Your instructions – Reproduce the line that holds "Would you be able to point at the stacked" together with all the lines after it up to the end of the entries.

(Extracted data entries)
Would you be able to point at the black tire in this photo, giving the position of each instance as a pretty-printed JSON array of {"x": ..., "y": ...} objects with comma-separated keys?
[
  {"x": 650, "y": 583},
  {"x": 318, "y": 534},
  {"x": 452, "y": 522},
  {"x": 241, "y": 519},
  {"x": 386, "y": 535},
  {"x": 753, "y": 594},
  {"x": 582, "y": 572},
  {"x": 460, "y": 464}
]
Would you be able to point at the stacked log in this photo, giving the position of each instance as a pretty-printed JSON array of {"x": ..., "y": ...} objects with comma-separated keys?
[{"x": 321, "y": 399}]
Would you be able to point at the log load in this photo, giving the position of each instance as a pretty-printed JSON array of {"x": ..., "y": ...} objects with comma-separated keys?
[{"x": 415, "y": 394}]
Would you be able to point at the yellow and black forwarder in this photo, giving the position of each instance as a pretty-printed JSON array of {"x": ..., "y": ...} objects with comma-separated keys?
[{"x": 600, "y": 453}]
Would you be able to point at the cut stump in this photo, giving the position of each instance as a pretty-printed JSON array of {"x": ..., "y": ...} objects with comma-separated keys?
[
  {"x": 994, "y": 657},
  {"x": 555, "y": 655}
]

Task response –
Would you be able to point at the stacked log in this photo, giving the position of each instance as a pretty-printed JSON array of {"x": ..., "y": ...} objects with comma-separated keys?
[{"x": 321, "y": 399}]
Would you be able to point at the log load in this photo, giving the position of each instance as a pretty-printed JSON array of {"x": ..., "y": ...} objects with comma-separated keys?
[{"x": 415, "y": 394}]
Would you be able to point at the yellow and black forwarder in this photo, giving the position of each instance as a pretty-printed JSON array of {"x": ..., "y": ...} objects with comma-separated keys?
[{"x": 600, "y": 453}]
Would you be able to point at the cut stump in this photo, giving the position of each instance as a pretty-printed JSON array of {"x": ..., "y": ...} objects with comma-separated keys?
[
  {"x": 994, "y": 657},
  {"x": 555, "y": 655}
]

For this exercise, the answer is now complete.